_WRITTEN EXERCISE A_: Quote the stretch of the simulation passage from "As the primary" through "as in Gnedin et al. (2017).", word for word.
_WRITTEN EXERCISE B_: Swap "red overalls" for "blue overalls" in the rows, in the stretch from the line containing "TARGET: red overalls" through the end of the rows, and give back only those lines with nothing else changed.

[Begin EXCERPT TO READ]

As the primary effect of WDM is on small spatial and mass scales, in this paper we only use simulations in computational boxes of $20\,{h}^{-1}\text{Mpc}$ on a side. As our results demonstrate, it would simply be a waste of computational resources to use larger boxes. Specifically, we use the simulations from the "Caiman" series introduced in Gnedin et al. (2017). The primary advantage of these new series over the original simulations from Gnedin (2014) is that the new runs include corrections for weak numerical convergence (Gnedin 2016a) and, hence, deliver numerically converged results. Specifically, we use Planck cosmology; the mass resolution of our simulations is ${M}_{1}=7\times {10}^{6}{M}_{\odot }$ and the spatial resolution is kept fixed in physical units to $100\text{pc}$, just as in Gnedin et al. (2017).

[End EXCERPT TO READ]
[Begin RECORDS FOR THIS TASK]

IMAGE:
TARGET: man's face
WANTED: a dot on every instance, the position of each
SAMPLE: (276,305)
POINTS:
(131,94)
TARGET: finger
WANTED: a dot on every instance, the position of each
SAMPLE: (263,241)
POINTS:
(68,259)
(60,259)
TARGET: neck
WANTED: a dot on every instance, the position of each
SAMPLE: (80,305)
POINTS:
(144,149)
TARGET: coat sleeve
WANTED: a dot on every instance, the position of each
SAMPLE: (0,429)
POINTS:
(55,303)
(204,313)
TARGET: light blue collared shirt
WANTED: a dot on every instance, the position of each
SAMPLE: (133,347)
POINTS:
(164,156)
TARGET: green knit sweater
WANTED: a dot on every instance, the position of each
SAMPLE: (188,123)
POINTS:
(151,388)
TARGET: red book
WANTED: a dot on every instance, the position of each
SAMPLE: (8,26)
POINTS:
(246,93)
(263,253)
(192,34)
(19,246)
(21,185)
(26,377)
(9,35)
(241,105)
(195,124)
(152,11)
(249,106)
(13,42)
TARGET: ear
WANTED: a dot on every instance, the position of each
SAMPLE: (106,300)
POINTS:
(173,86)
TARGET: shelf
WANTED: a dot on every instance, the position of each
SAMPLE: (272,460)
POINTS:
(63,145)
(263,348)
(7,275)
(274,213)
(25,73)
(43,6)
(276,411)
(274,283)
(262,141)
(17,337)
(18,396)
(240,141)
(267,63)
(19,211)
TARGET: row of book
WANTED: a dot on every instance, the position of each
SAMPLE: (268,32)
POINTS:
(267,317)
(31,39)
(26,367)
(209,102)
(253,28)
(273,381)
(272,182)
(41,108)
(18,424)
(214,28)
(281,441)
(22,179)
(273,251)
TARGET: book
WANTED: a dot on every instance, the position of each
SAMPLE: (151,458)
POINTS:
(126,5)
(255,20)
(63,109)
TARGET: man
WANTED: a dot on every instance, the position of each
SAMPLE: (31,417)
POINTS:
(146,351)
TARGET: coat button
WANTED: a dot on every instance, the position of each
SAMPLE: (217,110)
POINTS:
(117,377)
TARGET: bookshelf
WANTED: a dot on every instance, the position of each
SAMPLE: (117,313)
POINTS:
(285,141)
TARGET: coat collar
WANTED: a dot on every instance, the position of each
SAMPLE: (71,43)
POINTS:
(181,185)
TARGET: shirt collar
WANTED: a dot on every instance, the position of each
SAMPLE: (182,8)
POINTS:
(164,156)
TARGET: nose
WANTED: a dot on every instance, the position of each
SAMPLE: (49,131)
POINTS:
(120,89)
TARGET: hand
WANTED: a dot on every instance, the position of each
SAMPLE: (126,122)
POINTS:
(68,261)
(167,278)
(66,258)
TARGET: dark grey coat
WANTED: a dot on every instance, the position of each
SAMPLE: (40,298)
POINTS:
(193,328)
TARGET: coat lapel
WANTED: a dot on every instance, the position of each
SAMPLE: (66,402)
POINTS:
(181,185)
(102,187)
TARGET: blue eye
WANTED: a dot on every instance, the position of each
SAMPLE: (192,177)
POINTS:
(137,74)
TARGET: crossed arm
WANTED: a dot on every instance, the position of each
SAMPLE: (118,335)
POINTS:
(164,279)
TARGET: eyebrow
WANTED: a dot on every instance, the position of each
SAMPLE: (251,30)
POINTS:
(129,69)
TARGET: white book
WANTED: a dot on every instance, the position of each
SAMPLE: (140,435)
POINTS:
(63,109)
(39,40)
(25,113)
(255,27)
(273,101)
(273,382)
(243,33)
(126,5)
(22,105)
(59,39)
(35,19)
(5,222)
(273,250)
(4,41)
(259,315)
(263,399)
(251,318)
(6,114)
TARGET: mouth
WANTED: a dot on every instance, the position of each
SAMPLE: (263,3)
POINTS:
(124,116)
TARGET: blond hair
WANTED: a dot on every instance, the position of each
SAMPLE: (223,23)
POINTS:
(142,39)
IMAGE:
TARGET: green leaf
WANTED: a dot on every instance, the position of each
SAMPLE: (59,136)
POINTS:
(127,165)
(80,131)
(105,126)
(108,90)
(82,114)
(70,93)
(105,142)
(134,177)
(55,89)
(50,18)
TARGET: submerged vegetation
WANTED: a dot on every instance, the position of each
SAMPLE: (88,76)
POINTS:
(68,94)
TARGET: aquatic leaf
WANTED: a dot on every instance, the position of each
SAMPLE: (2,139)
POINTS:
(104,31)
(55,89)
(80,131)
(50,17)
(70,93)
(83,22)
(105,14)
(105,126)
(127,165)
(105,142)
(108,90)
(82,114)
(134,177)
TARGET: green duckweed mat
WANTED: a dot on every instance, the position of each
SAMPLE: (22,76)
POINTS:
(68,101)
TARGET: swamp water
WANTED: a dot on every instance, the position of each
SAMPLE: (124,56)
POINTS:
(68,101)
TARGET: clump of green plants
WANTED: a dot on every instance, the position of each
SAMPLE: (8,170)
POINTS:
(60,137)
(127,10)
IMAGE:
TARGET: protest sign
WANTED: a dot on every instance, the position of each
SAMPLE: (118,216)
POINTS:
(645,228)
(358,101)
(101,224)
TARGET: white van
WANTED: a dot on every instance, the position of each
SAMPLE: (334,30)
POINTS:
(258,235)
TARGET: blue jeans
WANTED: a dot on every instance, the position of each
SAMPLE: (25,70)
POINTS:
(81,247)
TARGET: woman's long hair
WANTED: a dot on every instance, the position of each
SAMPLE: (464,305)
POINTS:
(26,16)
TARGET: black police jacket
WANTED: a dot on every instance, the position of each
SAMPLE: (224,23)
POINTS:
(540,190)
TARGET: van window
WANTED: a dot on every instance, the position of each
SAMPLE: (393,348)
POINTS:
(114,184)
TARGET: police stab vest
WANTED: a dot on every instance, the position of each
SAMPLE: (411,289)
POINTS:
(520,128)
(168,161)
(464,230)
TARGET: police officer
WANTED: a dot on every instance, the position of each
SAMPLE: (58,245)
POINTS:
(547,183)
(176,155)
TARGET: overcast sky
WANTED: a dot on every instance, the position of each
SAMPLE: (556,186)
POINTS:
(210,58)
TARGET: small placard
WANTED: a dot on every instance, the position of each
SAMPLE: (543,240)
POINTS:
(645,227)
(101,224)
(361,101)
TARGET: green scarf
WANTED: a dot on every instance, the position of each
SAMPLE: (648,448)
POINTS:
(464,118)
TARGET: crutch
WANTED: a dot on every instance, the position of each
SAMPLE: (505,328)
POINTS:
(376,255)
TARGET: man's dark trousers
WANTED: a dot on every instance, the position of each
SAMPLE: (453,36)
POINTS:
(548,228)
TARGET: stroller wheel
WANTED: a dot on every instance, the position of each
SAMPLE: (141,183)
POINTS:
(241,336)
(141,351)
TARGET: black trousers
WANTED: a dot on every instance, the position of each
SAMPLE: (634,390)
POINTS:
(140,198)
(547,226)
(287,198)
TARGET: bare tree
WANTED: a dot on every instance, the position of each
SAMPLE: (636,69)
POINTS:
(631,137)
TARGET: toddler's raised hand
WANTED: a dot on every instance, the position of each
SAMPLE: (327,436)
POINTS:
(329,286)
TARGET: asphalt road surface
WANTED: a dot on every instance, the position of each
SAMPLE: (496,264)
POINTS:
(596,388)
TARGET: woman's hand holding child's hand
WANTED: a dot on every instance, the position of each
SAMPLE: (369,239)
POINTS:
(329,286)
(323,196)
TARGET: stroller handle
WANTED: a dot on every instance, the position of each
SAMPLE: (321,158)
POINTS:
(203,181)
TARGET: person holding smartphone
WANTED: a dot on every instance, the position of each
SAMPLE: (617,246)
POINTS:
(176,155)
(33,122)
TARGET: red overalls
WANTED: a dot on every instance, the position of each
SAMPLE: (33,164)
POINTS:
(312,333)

[End RECORDS FOR THIS TASK]

_RESULT A_:
As the primary effect of WDM is on small spatial and mass scales, in this paper we only use simulations in computational boxes of $20\,{h}^{-1}\text{Mpc}$ on a side. As our results demonstrate, it would simply be a waste of computational resources to use larger boxes. Specifically, we use the simulations from the "Caiman" series introduced in Gnedin et al. (2017). The primary advantage of these new series over the original simulations from Gnedin (2014) is that the new runs include corrections for weak numerical convergence (Gnedin 2016a) and, hence, deliver numerically converged results. Specifically, we use Planck cosmology; the mass resolution of our simulations is ${M}_{1}=7\times {10}^{6}{M}_{\odot }$ and the spatial resolution is kept fixed in physical units to $100\text{pc}$, just as in Gnedin et al. (2017).

_RESULT B_:
TARGET: blue overalls
WANTED: a dot on every instance, the position of each
SAMPLE: (33,164)
POINTS:
(312,333)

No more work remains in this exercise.